■ Your goal
Reproduce the listing below verbatim, starting at its first line and stopping after the line that contains "positive clicks: (532, 637) (833, 401)".

■ Information
========

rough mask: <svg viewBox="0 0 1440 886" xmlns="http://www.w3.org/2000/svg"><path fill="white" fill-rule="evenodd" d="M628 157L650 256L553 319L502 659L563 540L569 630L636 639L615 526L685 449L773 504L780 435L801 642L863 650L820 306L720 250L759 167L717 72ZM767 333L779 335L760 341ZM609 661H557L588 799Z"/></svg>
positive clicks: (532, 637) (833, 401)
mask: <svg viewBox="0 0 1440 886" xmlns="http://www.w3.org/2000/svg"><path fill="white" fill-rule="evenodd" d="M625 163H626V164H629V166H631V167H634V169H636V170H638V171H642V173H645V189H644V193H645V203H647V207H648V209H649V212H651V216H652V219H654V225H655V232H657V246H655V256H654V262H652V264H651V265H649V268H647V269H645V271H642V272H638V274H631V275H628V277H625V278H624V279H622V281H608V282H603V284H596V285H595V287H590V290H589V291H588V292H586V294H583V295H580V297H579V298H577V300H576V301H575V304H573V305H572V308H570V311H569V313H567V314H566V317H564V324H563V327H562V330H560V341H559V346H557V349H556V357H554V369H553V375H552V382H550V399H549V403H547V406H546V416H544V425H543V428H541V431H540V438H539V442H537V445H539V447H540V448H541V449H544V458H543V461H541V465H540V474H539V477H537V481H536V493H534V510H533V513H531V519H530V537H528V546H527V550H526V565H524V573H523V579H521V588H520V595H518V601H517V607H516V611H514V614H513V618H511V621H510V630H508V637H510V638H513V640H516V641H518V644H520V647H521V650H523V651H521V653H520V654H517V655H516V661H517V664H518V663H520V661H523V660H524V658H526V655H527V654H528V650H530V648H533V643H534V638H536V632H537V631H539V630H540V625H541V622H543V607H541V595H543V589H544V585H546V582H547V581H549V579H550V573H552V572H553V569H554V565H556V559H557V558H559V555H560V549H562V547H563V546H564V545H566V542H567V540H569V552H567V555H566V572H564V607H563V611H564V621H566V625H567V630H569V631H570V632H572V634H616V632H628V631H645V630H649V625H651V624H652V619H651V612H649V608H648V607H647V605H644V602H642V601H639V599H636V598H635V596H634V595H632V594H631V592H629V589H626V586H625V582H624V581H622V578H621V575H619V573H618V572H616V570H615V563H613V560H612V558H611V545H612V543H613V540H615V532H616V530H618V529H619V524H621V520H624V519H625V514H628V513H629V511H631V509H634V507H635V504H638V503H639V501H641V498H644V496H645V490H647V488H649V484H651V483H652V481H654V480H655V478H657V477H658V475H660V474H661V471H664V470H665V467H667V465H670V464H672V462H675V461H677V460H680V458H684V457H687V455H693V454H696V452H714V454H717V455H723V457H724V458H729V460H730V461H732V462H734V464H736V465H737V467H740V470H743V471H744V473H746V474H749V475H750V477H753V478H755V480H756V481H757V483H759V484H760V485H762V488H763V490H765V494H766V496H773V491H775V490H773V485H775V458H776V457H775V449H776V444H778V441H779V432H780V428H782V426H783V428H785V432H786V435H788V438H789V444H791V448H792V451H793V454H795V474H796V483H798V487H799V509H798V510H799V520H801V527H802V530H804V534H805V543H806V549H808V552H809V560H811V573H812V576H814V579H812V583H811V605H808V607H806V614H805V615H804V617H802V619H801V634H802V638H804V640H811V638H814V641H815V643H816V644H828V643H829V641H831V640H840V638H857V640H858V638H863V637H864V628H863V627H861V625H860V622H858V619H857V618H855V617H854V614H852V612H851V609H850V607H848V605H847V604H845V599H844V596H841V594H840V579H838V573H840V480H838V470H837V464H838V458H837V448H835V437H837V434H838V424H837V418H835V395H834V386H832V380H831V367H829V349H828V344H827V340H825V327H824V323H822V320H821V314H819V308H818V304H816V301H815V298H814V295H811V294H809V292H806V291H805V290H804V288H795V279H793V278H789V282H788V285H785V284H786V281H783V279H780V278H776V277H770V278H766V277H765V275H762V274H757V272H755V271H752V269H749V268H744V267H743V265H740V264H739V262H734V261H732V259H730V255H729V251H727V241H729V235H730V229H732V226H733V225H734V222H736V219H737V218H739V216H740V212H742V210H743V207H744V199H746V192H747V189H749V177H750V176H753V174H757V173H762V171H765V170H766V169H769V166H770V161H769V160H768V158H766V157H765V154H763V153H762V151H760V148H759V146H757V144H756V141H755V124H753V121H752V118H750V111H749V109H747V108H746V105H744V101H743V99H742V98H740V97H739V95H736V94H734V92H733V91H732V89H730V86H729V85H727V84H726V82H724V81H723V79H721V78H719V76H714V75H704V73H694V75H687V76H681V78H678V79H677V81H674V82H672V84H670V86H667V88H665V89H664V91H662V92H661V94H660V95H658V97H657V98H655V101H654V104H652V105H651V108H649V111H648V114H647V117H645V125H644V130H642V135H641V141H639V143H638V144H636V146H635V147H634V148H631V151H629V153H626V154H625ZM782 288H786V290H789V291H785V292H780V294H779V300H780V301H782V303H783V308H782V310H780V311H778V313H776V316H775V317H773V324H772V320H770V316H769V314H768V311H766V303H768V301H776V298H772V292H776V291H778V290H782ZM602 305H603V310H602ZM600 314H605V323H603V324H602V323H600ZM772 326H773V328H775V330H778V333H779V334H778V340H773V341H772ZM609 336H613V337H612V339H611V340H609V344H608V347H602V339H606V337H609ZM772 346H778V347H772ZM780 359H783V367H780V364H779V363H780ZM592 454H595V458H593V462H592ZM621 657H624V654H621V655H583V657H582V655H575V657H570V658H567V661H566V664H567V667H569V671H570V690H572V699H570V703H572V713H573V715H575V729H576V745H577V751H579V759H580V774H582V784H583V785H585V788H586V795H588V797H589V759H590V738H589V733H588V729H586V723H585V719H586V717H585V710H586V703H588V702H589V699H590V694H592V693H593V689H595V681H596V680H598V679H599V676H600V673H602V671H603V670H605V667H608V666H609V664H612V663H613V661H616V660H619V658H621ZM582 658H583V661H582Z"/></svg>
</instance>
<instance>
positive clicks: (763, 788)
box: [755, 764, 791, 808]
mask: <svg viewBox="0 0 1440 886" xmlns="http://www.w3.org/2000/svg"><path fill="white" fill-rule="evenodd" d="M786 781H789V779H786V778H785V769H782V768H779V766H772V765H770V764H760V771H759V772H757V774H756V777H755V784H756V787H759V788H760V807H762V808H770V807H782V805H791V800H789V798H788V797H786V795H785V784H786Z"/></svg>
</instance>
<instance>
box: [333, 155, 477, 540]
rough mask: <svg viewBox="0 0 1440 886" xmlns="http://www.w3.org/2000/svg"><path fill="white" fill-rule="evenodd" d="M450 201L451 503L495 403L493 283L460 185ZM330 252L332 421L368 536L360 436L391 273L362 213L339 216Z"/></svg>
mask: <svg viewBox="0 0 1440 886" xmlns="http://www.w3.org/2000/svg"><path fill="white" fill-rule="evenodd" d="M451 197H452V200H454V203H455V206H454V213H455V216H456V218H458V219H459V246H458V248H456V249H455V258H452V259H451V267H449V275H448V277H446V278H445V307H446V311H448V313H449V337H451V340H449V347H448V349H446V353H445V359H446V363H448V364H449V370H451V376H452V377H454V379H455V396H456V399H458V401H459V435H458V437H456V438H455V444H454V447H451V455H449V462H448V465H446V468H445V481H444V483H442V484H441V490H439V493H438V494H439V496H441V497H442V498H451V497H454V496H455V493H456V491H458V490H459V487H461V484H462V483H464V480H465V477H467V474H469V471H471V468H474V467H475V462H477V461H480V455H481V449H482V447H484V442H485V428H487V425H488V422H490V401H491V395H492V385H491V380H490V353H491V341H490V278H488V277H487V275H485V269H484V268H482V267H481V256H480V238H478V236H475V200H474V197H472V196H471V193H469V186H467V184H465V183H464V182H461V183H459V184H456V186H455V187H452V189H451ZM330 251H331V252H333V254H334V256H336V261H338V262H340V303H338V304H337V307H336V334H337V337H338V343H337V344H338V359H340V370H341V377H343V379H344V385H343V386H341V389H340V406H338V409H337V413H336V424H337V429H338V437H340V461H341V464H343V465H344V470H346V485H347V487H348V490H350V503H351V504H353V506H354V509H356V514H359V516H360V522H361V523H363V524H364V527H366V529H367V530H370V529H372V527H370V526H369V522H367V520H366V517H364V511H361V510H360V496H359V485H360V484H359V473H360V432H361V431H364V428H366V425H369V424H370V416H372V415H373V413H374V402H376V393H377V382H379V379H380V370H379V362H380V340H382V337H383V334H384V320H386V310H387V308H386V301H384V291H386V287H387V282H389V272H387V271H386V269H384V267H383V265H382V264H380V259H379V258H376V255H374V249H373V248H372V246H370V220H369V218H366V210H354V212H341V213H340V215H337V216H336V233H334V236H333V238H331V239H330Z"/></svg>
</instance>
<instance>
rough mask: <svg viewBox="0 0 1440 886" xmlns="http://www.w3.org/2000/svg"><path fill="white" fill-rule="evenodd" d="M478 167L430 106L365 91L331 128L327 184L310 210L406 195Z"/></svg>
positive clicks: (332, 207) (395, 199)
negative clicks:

========

■ Response box
rough mask: <svg viewBox="0 0 1440 886" xmlns="http://www.w3.org/2000/svg"><path fill="white" fill-rule="evenodd" d="M628 157L650 256L553 319L502 659L563 540L569 630L636 639L615 526L685 449L773 504L780 435L801 642L863 650L820 306L720 250L759 167L717 72ZM767 333L779 335L760 341ZM609 661H557L588 799Z"/></svg>
positive clicks: (532, 637) (833, 401)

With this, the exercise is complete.